Study questions
• a. What running length does the review of The Mummy (2017) list for the film?
• b. Duplicate the passage of the review of The Mummy (2017) starting with "Running Length: 110" and going on through "and the now.".
• c. Go on with the review of The Mummy (2017), picking up after its final sentence.

Document extract
▼

Movie Review ~ The Mummy (2017)


The Facts
:

Synopsis: An ancient princess is awakened from her crypt beneath the desert, bringing with her malevolence grown over millennia, and terrors that defy human comprehension.

Stars: Tom Cruise, Sofia Boutella, Annabelle Wallis, Jake Johnson, Courtney B. Vance, Russell Crowe

Director: Alex Kurtzman

Rated: PG-13

Running Length: 110 minutes

Trailer Review: Here

Review: You’re going to hear from a lot of people that The Mummy, Universal’s first entry in their new Dark Universe franchise, is a baffling bomb.  Those people aren’t totally wrong but they’re not completely off the mark either.  The worst thing a movie can be is neither good nor bad but just mediocre and too much of this new take on The Mummy straddles that fence, stubbornly refusing to slump into schlock or get its ass into a higher-quality gear.  It’s not a total wash but the potential was there to take a fun step forward and the studio is too, uh, wrapped up in their quest for a new charter film series that they’ve lost sight of the here and the now.

As most of these creature-features often do, The Mummy opens with a little history lesson concerning an ambitious Egyptian princess (Sofia Boutella, Kingsman: The Secret Service) seduced by evil forces that promise her eternal life.  Clearing her way to the throne in a bloody rampage, she’s eventually captured and buried alive in a deluxe sarcophagus within an ultra-complex underground prison.  Remaining hidden for thousands of years, she’s unearthed by two unscrupulous soldiers (Tom Cruise, Oblivion and Jake Johnson, Safety Not Guaranteed) looking for antiquities to sell on the black market in modern day Iraq.  Once released from her prison, she wastes little time in bringing down a plane transporting her to London and proceeding to suck the life out of anyone that gets in her way, turning them into the walking dead for good measure.  It’s up to Cruise and a pretty prehistorian (Annabelle Wallis, Annabelle) to end the madness, a task made more difficult when our Mummy Princess sets her sights on making Cruise her eternal mate.

The framework of plot supplied by a screenplay written by David Koepp (Jurassic Park), Christopher McQuarrie (Edge of Tomorrow), and Dylan Kussman (Flight) has potential to it but director Alex Kurtzman (People Like Us) never fully trusts the material, opting instead to let Cruise take up too much space and pushing others to the sidelines.  Let’s not forget that in addition to the above brief outline, Cruise is introduced to the Prodigium, a secret group dedicated to hunting supernatural baddies and beasties.  Led by Dr. Henry Jekyll (yep, the one and only), look closely during a visit to Prodigium’s lab for a few familiar creatures that may pop up in future Dark Universe entries.

▲

Exercise data
▼

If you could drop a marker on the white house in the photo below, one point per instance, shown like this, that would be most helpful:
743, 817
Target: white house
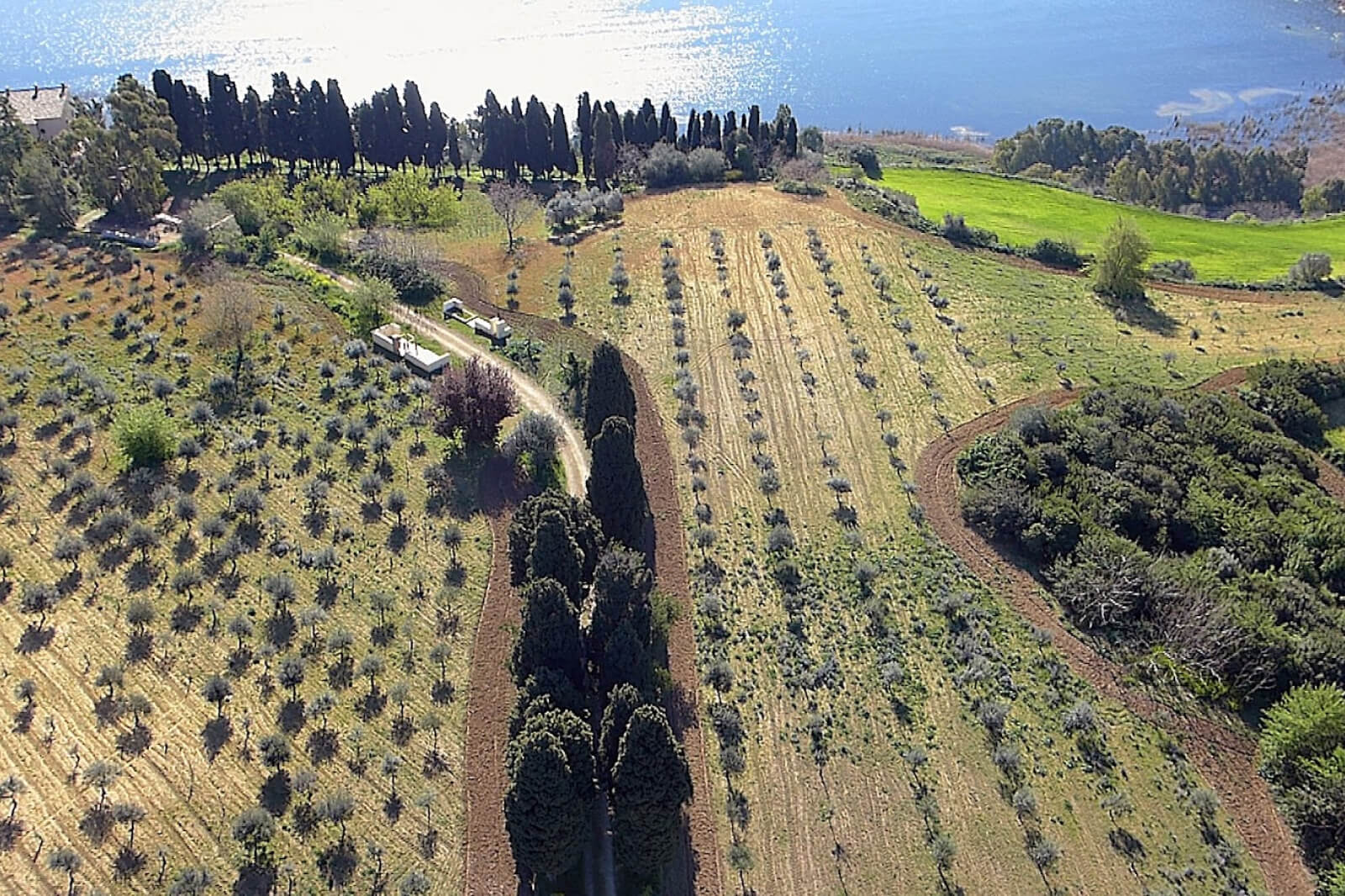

▲

Expected outputs
• a. 110 minutes

• b.
Running Length: 110 minutes

Trailer Review: Here

Review: You’re going to hear from a lot of people that The Mummy, Universal’s first entry in their new Dark Universe franchise, is a baffling bomb.  Those people aren’t totally wrong but they’re not completely off the mark either.  The worst thing a movie can be is neither good nor bad but just mediocre and too much of this new take on The Mummy straddles that fence, stubbornly refusing to slump into schlock or get its ass into a higher-quality gear.  It’s not a total wash but the potential was there to take a fun step forward and the studio is too, uh, wrapped up in their quest for a new charter film series that they’ve lost sight of the here and the now.

• c.
I get the feeling that when the script for The Mummy was sent to Cruise, it was with the intent he consider taking on Dr. Jekyll (played here by a twinkle-eyed Russell Crowe, The Water Diviner) but Cruise missed the memo and just assumed he’d be the lead.  Clearly written for a younger actor, everyone in the film at one time or another looks at Cruise (who’s still in fine shape and loves a good stunt sequence) and clearly is thinking, “You’re too old for this role!”  His chemistry with both of his leading ladies is strained and it becomes the Cruise show the moment he arrives onscreen with the titular character taking a frustrating back-seat to the A-list star.

Crowe seems keen on having some fun and while his storyline could be excised from the film entirely, he at least has the right idea of what his contributions are.  Knowing that Universal plans to craft a new franchise from their Stable of Scary, I wonder if the whole Prodigium business was folded in late in the game to tee up the Dark Universe.  Poor Wallis has a role that is entirely exposition, I don’t think she’s given one line that isn’t specifically meant to explain or clarify so the performance feels like the appendix it was written to be.  The true star here is Boutella and whenever she’s onscreen the film starts to crackle and pop only to be muffled by Cruise’s overbearing presence.  I like Cruise quite a lot but even I must admit he’s been given too much room to play.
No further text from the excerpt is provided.